## Prompt 1
Reproduce the listing word for word, from its first line through the line that holds "pixel 10 290", inclusive.

## Supplied text
--- Start ---
May 18, 2005

Vichy's Rebellious Streak!

Is this the behavior of a "Vichy surrogate"? Hosting the foreign minister of a charter axis of evil foe of the American Fuhrer himself? Methinks not.

The arrival of the Iranian, Kamal Kharrazi, underscored changes in the political landscape that many Iraqis find dizzying: almost 25 years after Iraq and Iran started an eight-year war that left a million people dead, the government in Baghdad is now led by officials with close personal, religious and political ties to Iran's ruling Shiite ayatollahs.

Iraqi officials who greeted Mr. Kharrazi acknowledged that the timing of his arrival, so soon after Ms. Rice's 12-hour visit on Sunday, was not chance. "The political message of this visit is very important, notably in its timing," said Foreign Minister Hoshyar Zebari of Iraq, who at one point broke into fluent Persian, Iran's principal language, during a news conference with Mr. Kharrazi.
--- End ---
## Material for the task
--- Start ---
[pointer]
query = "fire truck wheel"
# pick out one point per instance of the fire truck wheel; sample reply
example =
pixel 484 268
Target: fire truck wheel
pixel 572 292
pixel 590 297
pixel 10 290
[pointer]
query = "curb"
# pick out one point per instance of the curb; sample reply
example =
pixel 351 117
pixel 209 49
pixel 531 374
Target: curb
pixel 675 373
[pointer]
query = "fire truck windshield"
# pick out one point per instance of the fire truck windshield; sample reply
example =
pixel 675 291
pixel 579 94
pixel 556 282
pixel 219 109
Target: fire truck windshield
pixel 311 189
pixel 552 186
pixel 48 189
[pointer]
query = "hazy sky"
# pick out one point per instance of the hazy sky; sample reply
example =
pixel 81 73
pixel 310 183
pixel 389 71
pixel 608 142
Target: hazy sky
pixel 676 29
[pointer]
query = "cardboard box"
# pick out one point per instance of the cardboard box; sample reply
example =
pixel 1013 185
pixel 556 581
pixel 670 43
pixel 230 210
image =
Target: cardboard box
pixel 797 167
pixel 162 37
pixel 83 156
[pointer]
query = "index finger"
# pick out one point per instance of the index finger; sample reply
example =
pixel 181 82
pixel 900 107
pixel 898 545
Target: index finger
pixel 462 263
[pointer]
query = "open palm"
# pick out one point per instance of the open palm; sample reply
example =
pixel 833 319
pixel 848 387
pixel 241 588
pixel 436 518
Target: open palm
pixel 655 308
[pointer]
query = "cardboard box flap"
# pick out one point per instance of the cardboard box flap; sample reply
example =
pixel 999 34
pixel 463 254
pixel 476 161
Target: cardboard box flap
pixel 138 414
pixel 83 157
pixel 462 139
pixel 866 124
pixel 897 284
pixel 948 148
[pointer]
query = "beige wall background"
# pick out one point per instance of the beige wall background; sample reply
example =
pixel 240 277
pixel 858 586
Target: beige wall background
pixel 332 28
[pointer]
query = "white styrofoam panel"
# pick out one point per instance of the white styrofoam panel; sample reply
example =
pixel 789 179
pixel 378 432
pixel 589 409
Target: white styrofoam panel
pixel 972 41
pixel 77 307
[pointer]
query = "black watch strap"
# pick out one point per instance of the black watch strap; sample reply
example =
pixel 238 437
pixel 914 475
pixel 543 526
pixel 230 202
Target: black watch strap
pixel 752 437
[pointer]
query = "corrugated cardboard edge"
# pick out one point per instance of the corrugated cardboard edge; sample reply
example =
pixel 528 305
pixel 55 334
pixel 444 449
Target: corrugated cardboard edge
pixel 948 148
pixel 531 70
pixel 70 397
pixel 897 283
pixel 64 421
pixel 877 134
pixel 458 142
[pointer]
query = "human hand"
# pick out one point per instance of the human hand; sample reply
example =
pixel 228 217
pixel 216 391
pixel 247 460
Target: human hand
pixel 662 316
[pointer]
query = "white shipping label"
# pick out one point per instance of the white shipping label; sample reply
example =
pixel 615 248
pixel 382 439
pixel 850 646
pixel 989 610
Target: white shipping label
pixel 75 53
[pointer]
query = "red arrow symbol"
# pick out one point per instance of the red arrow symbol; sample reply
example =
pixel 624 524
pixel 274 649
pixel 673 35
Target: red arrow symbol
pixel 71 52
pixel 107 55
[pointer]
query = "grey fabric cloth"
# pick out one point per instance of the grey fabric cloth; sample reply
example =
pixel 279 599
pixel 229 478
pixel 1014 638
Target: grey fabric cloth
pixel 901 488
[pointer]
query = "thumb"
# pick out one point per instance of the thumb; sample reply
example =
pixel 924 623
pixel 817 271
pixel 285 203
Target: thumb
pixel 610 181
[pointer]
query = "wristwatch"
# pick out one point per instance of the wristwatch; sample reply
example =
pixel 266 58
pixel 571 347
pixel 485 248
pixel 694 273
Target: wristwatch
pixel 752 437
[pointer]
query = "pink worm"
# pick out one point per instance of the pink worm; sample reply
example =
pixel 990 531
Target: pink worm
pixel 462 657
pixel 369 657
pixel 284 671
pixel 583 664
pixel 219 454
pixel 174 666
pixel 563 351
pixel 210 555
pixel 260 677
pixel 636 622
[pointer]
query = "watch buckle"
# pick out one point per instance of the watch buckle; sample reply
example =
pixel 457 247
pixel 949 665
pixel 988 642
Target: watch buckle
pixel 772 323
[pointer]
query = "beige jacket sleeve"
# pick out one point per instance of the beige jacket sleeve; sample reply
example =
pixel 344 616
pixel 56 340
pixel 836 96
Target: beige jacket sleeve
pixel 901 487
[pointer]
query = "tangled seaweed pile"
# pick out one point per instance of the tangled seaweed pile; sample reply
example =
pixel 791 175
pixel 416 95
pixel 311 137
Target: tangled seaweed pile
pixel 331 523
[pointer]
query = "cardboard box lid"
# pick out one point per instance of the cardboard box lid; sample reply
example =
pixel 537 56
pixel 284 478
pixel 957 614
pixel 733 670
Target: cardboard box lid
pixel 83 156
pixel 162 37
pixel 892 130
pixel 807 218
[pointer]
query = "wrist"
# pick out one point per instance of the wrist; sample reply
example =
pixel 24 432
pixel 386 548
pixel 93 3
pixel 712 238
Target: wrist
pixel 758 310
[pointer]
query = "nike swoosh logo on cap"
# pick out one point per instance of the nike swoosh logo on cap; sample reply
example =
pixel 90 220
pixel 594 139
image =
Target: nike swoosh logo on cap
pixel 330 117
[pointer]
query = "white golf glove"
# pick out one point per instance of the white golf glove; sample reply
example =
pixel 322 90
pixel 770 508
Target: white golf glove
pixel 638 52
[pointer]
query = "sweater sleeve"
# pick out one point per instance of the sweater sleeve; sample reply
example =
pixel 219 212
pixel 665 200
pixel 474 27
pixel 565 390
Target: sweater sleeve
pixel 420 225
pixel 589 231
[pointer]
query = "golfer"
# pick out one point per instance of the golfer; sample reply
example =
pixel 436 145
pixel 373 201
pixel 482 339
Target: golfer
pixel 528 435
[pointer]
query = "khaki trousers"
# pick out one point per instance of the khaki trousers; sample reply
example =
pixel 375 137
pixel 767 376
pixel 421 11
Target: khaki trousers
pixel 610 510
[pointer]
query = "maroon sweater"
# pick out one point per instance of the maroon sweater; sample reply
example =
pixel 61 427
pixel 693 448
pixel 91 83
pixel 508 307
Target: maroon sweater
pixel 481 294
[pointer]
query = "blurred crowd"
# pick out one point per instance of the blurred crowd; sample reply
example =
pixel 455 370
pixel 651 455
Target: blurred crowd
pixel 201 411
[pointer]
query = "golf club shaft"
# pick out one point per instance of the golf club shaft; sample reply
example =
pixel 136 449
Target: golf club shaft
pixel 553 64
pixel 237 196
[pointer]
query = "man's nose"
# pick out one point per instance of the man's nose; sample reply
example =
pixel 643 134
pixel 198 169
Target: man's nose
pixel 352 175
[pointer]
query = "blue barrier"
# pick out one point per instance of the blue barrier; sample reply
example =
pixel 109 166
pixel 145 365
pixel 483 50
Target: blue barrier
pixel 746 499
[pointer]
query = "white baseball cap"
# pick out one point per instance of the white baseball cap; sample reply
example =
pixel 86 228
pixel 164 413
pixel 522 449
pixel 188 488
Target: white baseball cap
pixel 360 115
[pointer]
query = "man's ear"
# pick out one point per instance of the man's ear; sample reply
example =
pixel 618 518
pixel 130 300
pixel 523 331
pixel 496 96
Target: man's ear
--- End ---
## Prompt 2
Pick up the post about the Iranian foreign minister's visit to Baghdad after its last sentence and carry it forward.

## Exercise response 1
[pointer]
query = "fire truck wheel"
# pick out one point per instance of the fire truck wheel; sample reply
example =
pixel 484 268
Target: fire truck wheel
pixel 572 292
pixel 590 297
pixel 10 290

## Exercise response 2
For his part, Mr. Kharrazi appeared eager to put the United States on notice that Iran expects to wield influence in Iraq, especially in the long term, that will match or outstrip the United States'. At one point, standing beside Ibrahim al-Jaafari, Iraq's new prime minister, Mr. Kharrazi fielded a reporter's question about the competition for influence in Iraq between Washington and Tehran with a reminder of what he described as the geographical realities.

"Let me add that the party that will leave Iraq is the United States, because it will eventually withdraw," he said in English, referring to the 138,000 American troops here. "But the party that will live with the Iraqis is Iran, because it is a neighbor to Iraq."

And before some commenter yelps on about how we went to war and lost thousands solely to give Iran free rein in Iraq, don't miss this part of Burn's dispatch either:

But Western scholars interviewed by telephone as Mr. Kharrazi began his visit cautioned against seeing the new Iraqi leaders as necessarily pliable in their relations with Iran and against any assumption that Iranian and American interests in Iraq are strongly opposed, at least as long as the Sunni insurgency here continues.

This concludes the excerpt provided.